_TASK:_ Only a number is wanted: how many lines in the listing contain the word "below"?
PROVIDED ENTRIES Start Marker
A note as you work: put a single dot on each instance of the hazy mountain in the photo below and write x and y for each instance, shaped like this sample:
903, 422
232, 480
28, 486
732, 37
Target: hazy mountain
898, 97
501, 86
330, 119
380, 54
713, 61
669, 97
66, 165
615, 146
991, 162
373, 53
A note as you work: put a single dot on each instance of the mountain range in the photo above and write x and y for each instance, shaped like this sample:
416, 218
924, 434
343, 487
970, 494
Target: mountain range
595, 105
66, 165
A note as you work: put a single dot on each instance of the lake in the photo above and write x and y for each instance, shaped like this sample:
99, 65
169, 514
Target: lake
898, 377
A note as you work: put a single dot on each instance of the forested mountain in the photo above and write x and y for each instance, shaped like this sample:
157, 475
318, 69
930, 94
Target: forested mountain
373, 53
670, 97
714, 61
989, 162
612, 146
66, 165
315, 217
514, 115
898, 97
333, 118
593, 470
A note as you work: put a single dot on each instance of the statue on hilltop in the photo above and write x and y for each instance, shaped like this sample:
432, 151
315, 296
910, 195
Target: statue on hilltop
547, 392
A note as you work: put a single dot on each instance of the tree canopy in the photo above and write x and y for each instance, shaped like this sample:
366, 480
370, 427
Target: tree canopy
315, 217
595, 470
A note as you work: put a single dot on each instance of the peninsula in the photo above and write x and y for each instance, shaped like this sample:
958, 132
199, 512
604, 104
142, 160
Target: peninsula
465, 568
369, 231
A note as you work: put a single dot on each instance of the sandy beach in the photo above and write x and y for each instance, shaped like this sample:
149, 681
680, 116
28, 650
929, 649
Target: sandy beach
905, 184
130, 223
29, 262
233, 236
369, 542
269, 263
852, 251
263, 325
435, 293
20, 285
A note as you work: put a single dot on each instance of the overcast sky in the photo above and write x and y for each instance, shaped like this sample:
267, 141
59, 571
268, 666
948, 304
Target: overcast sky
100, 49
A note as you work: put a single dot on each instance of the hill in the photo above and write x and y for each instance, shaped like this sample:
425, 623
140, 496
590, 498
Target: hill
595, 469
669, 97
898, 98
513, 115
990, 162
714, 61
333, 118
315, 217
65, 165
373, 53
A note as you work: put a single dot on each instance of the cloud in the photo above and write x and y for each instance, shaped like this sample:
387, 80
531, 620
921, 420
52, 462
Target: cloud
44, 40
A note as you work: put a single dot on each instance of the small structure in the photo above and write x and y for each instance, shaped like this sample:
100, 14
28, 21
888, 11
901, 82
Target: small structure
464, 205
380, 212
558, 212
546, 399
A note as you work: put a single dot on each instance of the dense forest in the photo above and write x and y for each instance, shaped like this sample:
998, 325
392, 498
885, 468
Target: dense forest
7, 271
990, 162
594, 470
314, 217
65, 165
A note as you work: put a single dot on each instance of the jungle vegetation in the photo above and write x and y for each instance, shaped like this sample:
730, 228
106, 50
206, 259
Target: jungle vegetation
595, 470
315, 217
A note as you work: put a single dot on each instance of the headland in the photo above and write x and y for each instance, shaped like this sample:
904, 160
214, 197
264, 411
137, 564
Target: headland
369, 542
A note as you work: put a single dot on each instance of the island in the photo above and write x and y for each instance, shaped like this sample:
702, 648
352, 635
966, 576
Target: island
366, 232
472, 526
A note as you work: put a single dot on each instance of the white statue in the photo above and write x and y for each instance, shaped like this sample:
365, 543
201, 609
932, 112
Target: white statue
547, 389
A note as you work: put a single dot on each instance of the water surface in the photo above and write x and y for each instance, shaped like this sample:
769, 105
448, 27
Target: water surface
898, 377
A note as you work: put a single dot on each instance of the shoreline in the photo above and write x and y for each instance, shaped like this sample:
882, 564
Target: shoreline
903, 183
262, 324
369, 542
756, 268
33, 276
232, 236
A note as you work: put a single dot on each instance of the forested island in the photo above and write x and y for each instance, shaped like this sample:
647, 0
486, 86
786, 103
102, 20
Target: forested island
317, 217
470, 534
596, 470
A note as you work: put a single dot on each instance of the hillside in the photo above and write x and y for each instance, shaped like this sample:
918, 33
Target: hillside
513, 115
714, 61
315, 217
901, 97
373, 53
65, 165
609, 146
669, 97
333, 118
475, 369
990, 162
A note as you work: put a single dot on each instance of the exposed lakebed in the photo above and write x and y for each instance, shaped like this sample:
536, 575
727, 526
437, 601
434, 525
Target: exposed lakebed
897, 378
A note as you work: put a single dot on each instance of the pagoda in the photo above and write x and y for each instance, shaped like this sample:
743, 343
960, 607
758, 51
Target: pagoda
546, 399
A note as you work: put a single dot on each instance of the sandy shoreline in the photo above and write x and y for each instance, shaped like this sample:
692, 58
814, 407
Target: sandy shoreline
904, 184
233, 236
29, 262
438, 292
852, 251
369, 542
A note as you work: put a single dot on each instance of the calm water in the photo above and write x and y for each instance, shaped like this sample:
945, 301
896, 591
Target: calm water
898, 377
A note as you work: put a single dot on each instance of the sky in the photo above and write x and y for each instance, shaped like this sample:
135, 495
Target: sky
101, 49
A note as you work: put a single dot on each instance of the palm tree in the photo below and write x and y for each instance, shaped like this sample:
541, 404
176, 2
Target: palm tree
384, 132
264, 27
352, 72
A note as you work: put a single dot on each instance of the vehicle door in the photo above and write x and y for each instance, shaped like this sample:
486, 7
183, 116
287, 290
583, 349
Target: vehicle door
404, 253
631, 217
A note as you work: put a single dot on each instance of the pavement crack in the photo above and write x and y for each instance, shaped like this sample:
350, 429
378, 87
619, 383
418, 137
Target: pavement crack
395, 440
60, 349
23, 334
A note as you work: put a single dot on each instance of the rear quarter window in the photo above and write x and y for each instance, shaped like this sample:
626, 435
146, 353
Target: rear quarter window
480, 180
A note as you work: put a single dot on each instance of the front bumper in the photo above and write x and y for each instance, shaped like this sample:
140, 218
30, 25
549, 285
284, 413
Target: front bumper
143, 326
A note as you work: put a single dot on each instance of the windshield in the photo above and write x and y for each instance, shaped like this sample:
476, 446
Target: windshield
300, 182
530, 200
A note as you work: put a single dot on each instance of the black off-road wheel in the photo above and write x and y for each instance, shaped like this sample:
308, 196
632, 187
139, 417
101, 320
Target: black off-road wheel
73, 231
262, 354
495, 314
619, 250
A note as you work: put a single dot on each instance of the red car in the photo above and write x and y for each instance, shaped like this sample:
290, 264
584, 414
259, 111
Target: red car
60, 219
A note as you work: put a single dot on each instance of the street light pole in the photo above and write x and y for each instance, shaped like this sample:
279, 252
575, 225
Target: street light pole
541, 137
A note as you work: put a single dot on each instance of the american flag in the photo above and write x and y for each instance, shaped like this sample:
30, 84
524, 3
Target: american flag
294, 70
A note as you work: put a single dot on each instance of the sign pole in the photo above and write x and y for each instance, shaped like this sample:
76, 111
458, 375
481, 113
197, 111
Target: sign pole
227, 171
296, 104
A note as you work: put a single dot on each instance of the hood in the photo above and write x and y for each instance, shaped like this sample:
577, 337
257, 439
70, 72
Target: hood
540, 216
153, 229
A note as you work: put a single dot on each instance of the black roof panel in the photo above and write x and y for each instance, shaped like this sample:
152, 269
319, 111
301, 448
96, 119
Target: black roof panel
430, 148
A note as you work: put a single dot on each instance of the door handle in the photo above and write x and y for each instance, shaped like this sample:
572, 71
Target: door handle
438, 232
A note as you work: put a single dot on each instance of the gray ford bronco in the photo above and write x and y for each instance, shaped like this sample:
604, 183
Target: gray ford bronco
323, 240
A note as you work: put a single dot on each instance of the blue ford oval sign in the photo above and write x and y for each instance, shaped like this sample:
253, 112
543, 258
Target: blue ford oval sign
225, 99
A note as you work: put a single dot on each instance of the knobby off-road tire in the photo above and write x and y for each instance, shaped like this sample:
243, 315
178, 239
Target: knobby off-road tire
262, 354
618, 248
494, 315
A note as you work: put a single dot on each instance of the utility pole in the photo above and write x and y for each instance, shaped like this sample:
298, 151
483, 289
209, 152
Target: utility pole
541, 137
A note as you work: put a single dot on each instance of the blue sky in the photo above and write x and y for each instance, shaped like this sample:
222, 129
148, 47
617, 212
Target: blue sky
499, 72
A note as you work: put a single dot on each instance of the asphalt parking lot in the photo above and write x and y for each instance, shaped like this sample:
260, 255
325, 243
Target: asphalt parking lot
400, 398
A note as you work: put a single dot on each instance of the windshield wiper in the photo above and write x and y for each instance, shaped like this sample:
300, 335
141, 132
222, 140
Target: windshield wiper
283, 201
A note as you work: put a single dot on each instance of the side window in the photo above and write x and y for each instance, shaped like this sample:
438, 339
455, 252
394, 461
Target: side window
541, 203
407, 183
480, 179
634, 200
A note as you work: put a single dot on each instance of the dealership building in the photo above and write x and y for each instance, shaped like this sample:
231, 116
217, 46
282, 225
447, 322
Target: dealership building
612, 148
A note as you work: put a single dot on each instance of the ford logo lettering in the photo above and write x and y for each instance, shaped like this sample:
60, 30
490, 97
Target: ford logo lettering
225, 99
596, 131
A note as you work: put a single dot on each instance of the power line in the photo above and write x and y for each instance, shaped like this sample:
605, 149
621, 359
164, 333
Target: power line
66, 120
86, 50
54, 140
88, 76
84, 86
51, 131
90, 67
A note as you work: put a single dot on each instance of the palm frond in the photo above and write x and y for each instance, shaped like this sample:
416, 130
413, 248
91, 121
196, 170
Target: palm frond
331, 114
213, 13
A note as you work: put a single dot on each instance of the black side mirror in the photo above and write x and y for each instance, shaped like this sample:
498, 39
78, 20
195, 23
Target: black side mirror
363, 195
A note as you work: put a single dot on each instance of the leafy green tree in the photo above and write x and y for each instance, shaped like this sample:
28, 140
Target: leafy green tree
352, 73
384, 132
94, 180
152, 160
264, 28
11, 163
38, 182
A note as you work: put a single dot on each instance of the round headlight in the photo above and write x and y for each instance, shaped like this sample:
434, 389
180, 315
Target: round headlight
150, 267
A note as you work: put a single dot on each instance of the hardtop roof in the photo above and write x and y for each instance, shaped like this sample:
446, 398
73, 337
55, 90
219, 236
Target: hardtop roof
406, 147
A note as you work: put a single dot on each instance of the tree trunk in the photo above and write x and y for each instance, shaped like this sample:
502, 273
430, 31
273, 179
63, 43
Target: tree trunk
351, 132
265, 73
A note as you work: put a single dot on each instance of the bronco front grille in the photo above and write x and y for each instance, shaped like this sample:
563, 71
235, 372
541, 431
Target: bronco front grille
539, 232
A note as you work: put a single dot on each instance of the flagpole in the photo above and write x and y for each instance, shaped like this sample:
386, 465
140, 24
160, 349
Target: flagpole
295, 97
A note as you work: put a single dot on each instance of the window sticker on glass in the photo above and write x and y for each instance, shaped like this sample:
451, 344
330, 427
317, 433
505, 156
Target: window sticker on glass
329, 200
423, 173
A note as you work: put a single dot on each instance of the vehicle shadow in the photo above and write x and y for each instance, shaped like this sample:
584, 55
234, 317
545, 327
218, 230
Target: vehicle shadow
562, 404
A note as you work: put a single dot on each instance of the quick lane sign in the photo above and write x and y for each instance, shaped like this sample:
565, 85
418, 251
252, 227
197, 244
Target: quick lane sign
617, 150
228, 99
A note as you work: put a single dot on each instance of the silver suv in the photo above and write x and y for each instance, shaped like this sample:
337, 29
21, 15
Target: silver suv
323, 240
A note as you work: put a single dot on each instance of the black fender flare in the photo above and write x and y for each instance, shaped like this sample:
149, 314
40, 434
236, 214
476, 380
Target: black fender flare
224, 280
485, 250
PROVIDED ENTRIES End Marker
_RESULT OF THIS TASK:_ 2